Exactly transcribe the span of lines from the one containing "Query: rocky mountain face" through the final line of the entries, inclusive, and nothing outside it. Exclude the pictures.

((

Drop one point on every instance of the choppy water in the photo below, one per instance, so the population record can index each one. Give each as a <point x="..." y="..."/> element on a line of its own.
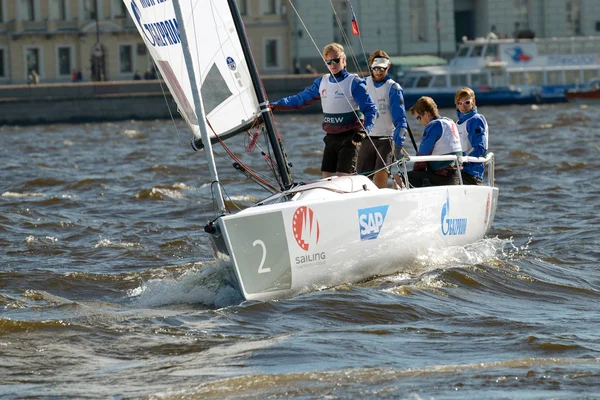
<point x="108" y="288"/>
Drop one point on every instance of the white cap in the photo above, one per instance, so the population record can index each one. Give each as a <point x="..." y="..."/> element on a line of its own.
<point x="380" y="62"/>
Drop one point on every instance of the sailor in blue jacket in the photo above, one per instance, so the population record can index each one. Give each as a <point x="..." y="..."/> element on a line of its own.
<point x="440" y="137"/>
<point x="473" y="131"/>
<point x="390" y="128"/>
<point x="348" y="111"/>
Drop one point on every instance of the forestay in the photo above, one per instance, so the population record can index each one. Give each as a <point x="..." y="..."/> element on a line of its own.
<point x="230" y="102"/>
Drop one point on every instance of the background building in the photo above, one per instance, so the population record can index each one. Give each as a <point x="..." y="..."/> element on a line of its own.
<point x="98" y="38"/>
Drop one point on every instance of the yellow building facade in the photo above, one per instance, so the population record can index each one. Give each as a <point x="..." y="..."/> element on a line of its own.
<point x="98" y="38"/>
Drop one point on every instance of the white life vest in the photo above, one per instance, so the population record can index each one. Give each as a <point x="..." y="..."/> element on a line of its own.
<point x="449" y="142"/>
<point x="384" y="125"/>
<point x="339" y="106"/>
<point x="464" y="135"/>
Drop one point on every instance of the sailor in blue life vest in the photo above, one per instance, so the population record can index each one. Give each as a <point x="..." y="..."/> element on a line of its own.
<point x="473" y="132"/>
<point x="439" y="138"/>
<point x="348" y="111"/>
<point x="376" y="152"/>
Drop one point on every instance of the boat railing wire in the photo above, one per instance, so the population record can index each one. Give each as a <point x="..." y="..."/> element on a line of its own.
<point x="488" y="161"/>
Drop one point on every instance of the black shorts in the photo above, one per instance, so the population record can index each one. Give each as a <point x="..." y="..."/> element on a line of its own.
<point x="374" y="154"/>
<point x="340" y="153"/>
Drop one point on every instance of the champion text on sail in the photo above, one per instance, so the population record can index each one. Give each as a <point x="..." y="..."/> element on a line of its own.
<point x="150" y="3"/>
<point x="163" y="33"/>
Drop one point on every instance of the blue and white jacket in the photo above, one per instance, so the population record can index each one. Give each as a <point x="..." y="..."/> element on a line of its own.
<point x="337" y="122"/>
<point x="473" y="130"/>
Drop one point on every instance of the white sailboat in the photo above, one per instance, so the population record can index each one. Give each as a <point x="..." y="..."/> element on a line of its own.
<point x="303" y="237"/>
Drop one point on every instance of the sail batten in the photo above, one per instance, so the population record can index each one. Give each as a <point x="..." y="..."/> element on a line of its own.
<point x="216" y="56"/>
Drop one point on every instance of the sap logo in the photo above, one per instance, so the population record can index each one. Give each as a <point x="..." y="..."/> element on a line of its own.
<point x="452" y="226"/>
<point x="333" y="120"/>
<point x="305" y="227"/>
<point x="370" y="221"/>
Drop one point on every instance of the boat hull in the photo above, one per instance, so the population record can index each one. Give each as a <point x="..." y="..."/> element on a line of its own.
<point x="325" y="238"/>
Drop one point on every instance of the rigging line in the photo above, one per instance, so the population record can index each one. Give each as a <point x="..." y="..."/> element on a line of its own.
<point x="231" y="154"/>
<point x="236" y="159"/>
<point x="178" y="134"/>
<point x="355" y="60"/>
<point x="362" y="47"/>
<point x="347" y="40"/>
<point x="357" y="65"/>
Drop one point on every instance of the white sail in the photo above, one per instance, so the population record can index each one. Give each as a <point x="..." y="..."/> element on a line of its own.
<point x="230" y="102"/>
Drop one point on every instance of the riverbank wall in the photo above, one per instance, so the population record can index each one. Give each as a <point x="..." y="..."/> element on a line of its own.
<point x="111" y="101"/>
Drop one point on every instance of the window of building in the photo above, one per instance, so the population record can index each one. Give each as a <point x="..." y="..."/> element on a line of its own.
<point x="573" y="17"/>
<point x="64" y="58"/>
<point x="58" y="10"/>
<point x="268" y="7"/>
<point x="27" y="10"/>
<point x="491" y="51"/>
<point x="477" y="51"/>
<point x="271" y="53"/>
<point x="90" y="9"/>
<point x="32" y="60"/>
<point x="343" y="18"/>
<point x="462" y="51"/>
<point x="3" y="63"/>
<point x="125" y="58"/>
<point x="119" y="9"/>
<point x="418" y="21"/>
<point x="458" y="80"/>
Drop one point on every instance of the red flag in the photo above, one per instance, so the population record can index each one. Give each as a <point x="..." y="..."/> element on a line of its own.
<point x="355" y="30"/>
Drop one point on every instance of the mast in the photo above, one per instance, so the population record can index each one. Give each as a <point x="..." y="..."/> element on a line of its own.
<point x="198" y="106"/>
<point x="261" y="96"/>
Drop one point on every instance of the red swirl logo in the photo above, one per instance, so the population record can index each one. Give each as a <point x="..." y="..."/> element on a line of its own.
<point x="305" y="227"/>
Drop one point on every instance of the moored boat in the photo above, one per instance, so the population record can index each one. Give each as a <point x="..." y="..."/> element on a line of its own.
<point x="510" y="71"/>
<point x="586" y="93"/>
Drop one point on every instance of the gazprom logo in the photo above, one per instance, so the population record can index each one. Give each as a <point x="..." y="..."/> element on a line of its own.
<point x="452" y="226"/>
<point x="371" y="221"/>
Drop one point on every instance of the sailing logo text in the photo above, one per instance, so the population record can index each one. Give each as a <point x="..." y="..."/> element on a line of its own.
<point x="305" y="227"/>
<point x="371" y="221"/>
<point x="452" y="226"/>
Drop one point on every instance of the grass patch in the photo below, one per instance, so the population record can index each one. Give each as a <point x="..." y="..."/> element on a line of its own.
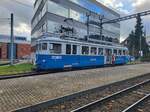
<point x="15" y="69"/>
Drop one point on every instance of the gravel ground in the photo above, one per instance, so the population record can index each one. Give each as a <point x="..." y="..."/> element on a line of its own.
<point x="20" y="92"/>
<point x="122" y="102"/>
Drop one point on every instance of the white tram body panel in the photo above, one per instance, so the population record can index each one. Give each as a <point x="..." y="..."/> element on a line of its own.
<point x="57" y="53"/>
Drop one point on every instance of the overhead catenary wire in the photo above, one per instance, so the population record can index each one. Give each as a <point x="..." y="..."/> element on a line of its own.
<point x="21" y="3"/>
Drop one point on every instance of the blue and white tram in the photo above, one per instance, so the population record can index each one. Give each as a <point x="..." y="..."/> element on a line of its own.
<point x="57" y="53"/>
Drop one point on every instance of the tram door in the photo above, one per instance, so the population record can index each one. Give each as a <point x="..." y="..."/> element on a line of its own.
<point x="108" y="56"/>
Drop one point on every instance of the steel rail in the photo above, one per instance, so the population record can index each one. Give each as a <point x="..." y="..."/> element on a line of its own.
<point x="45" y="104"/>
<point x="105" y="99"/>
<point x="136" y="104"/>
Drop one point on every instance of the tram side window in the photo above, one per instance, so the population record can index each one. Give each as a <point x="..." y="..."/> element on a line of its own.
<point x="68" y="49"/>
<point x="85" y="50"/>
<point x="124" y="52"/>
<point x="40" y="46"/>
<point x="93" y="50"/>
<point x="100" y="51"/>
<point x="115" y="51"/>
<point x="44" y="46"/>
<point x="55" y="48"/>
<point x="74" y="50"/>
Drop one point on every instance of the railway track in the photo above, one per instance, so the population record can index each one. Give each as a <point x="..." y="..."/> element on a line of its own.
<point x="123" y="101"/>
<point x="72" y="102"/>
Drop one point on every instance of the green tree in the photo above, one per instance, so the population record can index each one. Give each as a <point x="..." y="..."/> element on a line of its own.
<point x="136" y="38"/>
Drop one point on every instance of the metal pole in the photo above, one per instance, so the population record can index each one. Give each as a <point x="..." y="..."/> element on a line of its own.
<point x="101" y="25"/>
<point x="12" y="40"/>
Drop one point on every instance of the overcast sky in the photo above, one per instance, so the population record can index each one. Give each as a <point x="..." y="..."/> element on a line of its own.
<point x="24" y="13"/>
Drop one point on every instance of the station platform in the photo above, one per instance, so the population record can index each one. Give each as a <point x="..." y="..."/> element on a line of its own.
<point x="26" y="91"/>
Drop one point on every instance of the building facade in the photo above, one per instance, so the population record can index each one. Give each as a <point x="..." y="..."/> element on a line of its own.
<point x="22" y="48"/>
<point x="53" y="16"/>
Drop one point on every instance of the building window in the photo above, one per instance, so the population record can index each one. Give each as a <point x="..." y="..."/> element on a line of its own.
<point x="77" y="15"/>
<point x="57" y="9"/>
<point x="53" y="27"/>
<point x="44" y="46"/>
<point x="68" y="49"/>
<point x="85" y="50"/>
<point x="55" y="48"/>
<point x="74" y="49"/>
<point x="93" y="50"/>
<point x="115" y="51"/>
<point x="100" y="51"/>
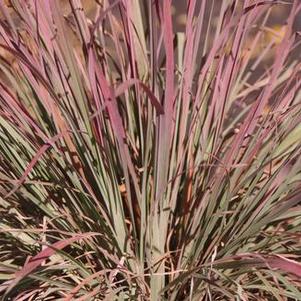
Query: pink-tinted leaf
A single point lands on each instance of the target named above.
(33, 162)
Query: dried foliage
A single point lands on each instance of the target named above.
(143, 159)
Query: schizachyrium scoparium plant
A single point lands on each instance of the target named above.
(143, 159)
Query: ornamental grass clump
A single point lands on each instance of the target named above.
(141, 159)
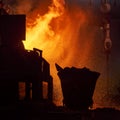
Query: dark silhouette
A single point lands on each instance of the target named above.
(20, 65)
(78, 86)
(2, 10)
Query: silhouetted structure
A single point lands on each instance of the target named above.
(20, 65)
(78, 86)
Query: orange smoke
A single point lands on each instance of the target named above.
(65, 38)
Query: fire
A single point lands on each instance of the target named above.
(62, 37)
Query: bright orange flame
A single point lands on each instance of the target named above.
(62, 37)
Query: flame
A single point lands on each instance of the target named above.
(62, 37)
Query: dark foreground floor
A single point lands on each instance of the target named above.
(51, 112)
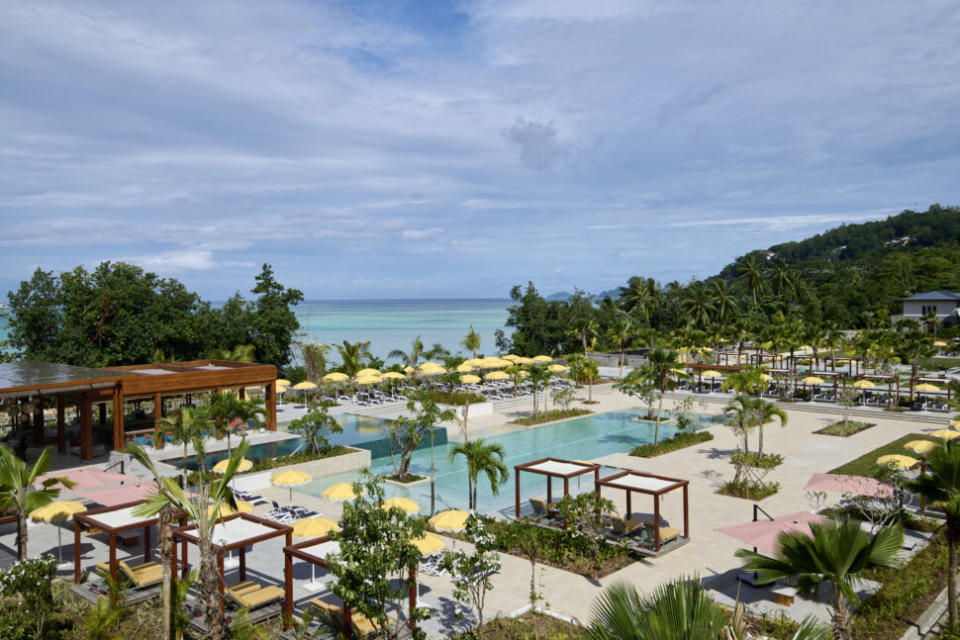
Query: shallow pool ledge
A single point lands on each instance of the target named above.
(356, 459)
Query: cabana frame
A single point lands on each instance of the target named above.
(620, 481)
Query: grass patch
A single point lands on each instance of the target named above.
(458, 398)
(863, 465)
(550, 416)
(905, 594)
(681, 440)
(845, 428)
(750, 490)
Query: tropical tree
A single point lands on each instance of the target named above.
(17, 490)
(203, 507)
(352, 355)
(471, 342)
(837, 552)
(409, 358)
(482, 457)
(941, 485)
(661, 371)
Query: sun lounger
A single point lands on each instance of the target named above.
(253, 597)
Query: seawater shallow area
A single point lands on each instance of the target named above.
(582, 438)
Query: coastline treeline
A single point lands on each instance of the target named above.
(847, 278)
(119, 314)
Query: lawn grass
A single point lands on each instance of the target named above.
(861, 466)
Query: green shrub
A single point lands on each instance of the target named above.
(679, 441)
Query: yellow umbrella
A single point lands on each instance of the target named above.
(406, 504)
(314, 527)
(945, 434)
(898, 461)
(428, 543)
(921, 446)
(60, 510)
(227, 510)
(450, 520)
(291, 479)
(221, 467)
(344, 491)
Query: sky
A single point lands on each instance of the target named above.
(426, 149)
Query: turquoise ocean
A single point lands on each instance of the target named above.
(393, 324)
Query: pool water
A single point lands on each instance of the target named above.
(357, 430)
(583, 438)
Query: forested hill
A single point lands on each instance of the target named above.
(907, 231)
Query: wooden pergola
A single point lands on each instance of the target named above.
(237, 531)
(31, 383)
(651, 485)
(554, 468)
(315, 551)
(113, 521)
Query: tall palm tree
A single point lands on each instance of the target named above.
(941, 484)
(471, 341)
(352, 355)
(203, 507)
(837, 552)
(750, 271)
(482, 458)
(17, 490)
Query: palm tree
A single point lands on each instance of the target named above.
(409, 358)
(750, 271)
(203, 507)
(17, 490)
(352, 355)
(838, 552)
(941, 484)
(471, 341)
(482, 458)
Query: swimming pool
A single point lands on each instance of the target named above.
(357, 430)
(583, 438)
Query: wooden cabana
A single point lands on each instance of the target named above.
(237, 531)
(554, 468)
(315, 552)
(112, 521)
(651, 485)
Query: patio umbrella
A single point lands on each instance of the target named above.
(450, 520)
(409, 506)
(427, 544)
(227, 510)
(344, 491)
(762, 534)
(291, 479)
(945, 434)
(60, 510)
(898, 461)
(314, 527)
(921, 446)
(221, 467)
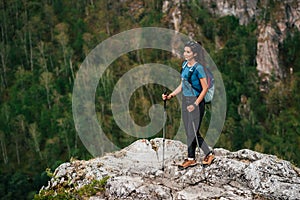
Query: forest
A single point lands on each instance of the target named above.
(43, 44)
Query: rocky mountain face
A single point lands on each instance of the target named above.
(274, 18)
(135, 172)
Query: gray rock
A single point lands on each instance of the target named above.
(136, 173)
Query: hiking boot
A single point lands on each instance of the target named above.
(208, 159)
(188, 163)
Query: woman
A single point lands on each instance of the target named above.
(193, 87)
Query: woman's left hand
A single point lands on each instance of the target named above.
(190, 108)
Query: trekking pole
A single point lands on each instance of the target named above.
(164, 131)
(198, 145)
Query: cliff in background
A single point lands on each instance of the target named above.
(135, 172)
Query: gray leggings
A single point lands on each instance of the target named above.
(192, 121)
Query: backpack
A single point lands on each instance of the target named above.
(210, 82)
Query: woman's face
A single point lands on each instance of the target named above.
(188, 54)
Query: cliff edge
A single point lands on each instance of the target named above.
(135, 172)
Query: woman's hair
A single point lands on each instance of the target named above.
(197, 48)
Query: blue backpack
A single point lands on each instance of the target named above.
(210, 82)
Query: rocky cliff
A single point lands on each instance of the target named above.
(274, 18)
(135, 172)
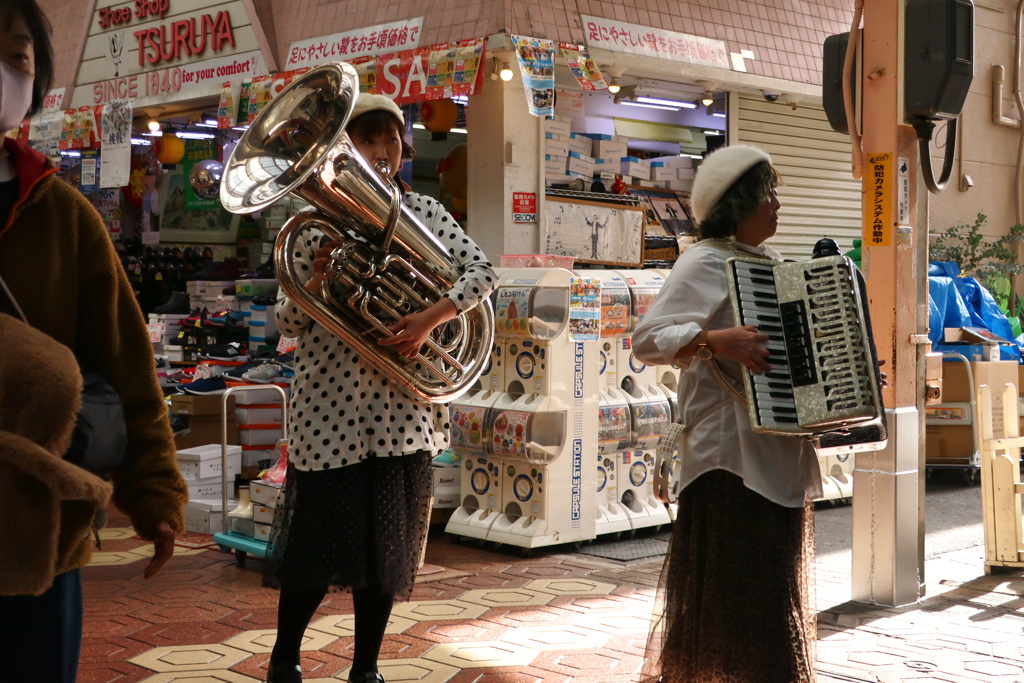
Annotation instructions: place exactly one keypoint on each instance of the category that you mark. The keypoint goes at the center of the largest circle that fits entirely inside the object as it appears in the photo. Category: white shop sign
(651, 42)
(379, 39)
(157, 51)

))

=== Response to this task ===
Query: rocky mountain face
A single point lands on each instance of the target named above.
(274, 18)
(135, 172)
Query: gray rock
A single point lands on each instance of the target named above.
(136, 173)
Query: hiking boot
A single point lands on each instance of the target named above.
(208, 159)
(188, 163)
Query: woman
A single point lands on each instance of the target named above.
(193, 87)
Query: woman's left hand
A single point lands on each instance of the target named above.
(190, 108)
Query: trekking pole
A single point lands on each instance of the target named above.
(164, 131)
(198, 145)
Query: cliff in background
A single point lands on each instance of the target named above.
(135, 172)
Query: gray leggings
A single point lands on each instance of the target named above.
(192, 121)
Query: backpack
A single point lands on each instance of the target named above.
(210, 82)
Query: woman's face
A single point lands on each instance of the target named above.
(188, 54)
Query: cliff edge
A single point lands on each instance of the target named above.
(135, 172)
Query: woman's hair
A single point lands on each instance of the target named above.
(197, 48)
Query: blue backpack
A single point lands on each instance of the target named above.
(210, 82)
Query: rocky cliff
A single point lands on each instance of the target named above.
(274, 18)
(135, 172)
Annotation instructions: place exactly one keypoint on each instance of the category that you mark. The keypoint goes at the center of the largest circle that fits entirely inside the object as it appears in the photo. Category: white shop sign
(651, 42)
(379, 39)
(157, 51)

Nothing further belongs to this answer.